*** RECORDS FOR THE EXERCISE ***

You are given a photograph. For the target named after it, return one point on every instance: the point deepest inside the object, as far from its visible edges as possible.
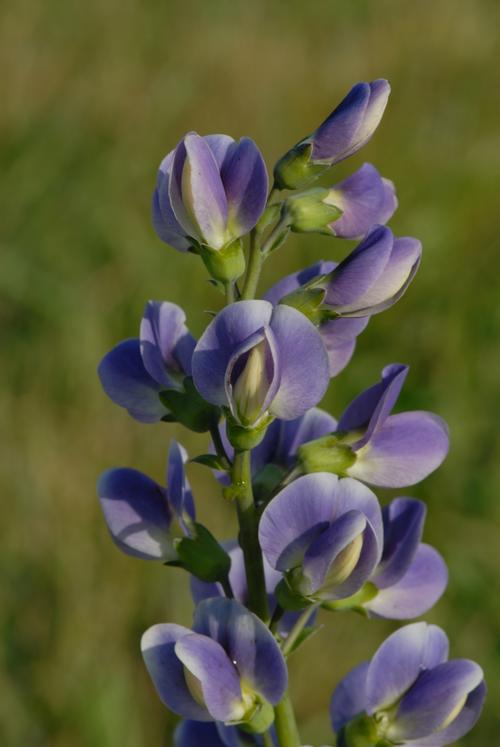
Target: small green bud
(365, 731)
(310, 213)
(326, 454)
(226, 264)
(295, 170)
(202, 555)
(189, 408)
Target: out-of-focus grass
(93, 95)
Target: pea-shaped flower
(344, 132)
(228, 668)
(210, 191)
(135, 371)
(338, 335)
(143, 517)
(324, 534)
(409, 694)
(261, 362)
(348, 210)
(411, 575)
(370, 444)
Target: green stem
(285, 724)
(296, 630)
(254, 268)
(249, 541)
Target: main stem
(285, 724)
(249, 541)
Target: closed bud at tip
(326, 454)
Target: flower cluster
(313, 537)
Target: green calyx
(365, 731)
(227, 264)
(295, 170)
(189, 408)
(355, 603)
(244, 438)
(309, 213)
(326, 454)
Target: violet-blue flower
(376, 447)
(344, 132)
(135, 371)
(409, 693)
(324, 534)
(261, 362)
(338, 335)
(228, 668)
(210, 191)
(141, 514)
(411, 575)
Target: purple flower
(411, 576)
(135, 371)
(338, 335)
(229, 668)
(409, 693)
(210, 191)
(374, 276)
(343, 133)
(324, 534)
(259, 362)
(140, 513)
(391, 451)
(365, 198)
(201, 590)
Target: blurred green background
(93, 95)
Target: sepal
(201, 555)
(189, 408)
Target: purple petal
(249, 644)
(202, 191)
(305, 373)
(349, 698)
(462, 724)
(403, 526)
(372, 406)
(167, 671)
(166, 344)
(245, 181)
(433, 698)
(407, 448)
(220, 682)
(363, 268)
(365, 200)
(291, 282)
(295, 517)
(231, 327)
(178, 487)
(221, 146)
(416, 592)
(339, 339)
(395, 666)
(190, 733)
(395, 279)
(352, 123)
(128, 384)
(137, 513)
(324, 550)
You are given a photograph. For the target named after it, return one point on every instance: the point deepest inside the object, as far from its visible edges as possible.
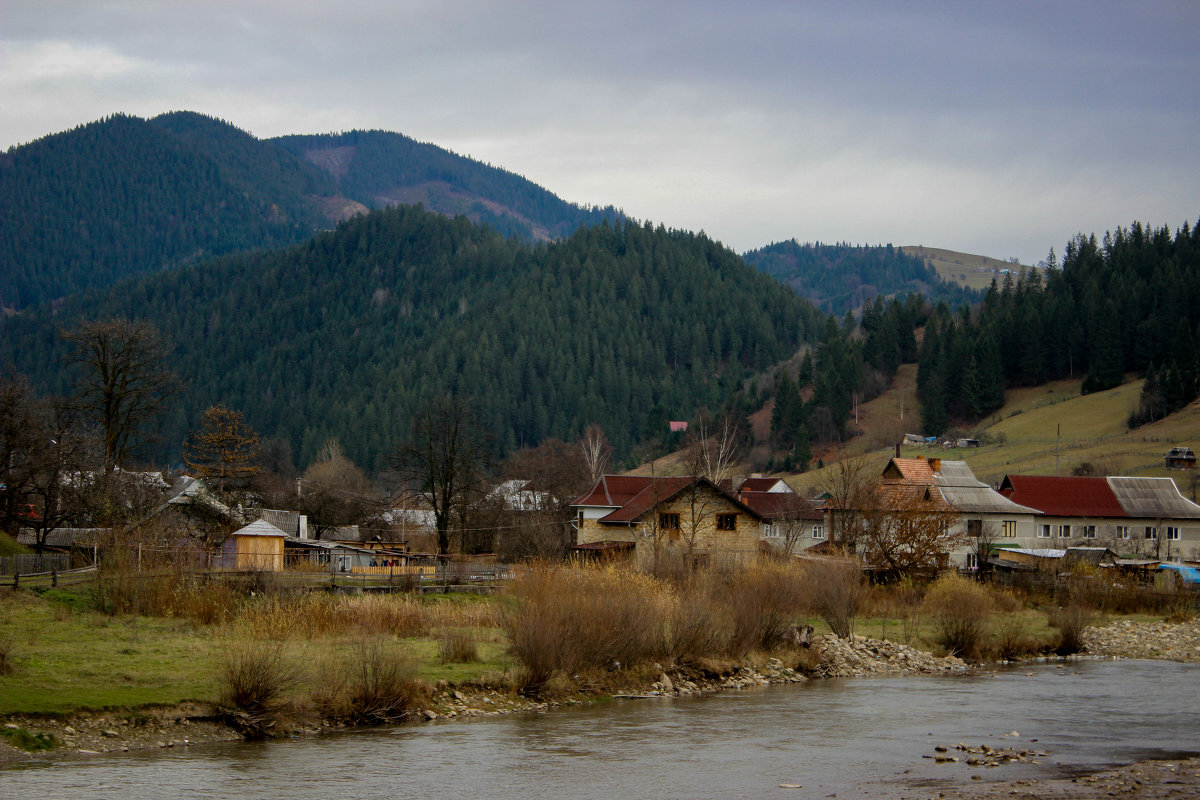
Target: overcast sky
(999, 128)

***

● **GIVEN TASK**
Reproduce all of the entries above line for line without changing any wording, and omit the pictures.

● **WRITTEN REPLY**
You are given a photograph. For the target named after it, return one point on every instance: the point deepest inside the object, as far from its visible edges as possible.
Target: small green bud
(365, 731)
(310, 213)
(326, 454)
(226, 264)
(295, 170)
(202, 555)
(189, 408)
Target: out-of-focus grass
(93, 95)
Target: pea-shaped flower
(344, 132)
(228, 668)
(210, 191)
(135, 371)
(338, 335)
(143, 517)
(324, 534)
(409, 694)
(261, 362)
(348, 210)
(411, 575)
(370, 444)
Target: green stem
(285, 724)
(296, 630)
(254, 268)
(249, 541)
Target: main stem
(285, 724)
(249, 541)
Target: closed bud at tip
(326, 454)
Target: flower cluster
(313, 537)
Target: green calyx
(365, 731)
(227, 264)
(295, 170)
(189, 408)
(355, 603)
(244, 438)
(309, 213)
(326, 454)
Target: violet-blue flower
(376, 447)
(344, 132)
(135, 371)
(409, 693)
(324, 534)
(261, 362)
(338, 335)
(228, 668)
(210, 191)
(141, 514)
(411, 575)
Target: purple flower
(411, 576)
(135, 371)
(338, 335)
(229, 668)
(409, 693)
(210, 191)
(374, 276)
(343, 133)
(324, 534)
(259, 362)
(140, 513)
(391, 451)
(365, 198)
(201, 590)
Target: blurred green background
(93, 95)
Target: sepal
(201, 555)
(189, 408)
Target: purple petal
(249, 644)
(202, 191)
(305, 373)
(349, 698)
(462, 724)
(403, 526)
(372, 406)
(167, 671)
(166, 344)
(245, 181)
(433, 698)
(407, 448)
(220, 682)
(363, 268)
(365, 200)
(291, 282)
(295, 517)
(231, 327)
(178, 487)
(221, 146)
(416, 592)
(339, 339)
(395, 666)
(190, 733)
(395, 279)
(352, 123)
(128, 384)
(137, 513)
(324, 550)
You are given a photograph. For the target named after it, return one point on every instance: the point deepest inside the object, as far from its visible edges as possible.
Target: overcast sky
(999, 128)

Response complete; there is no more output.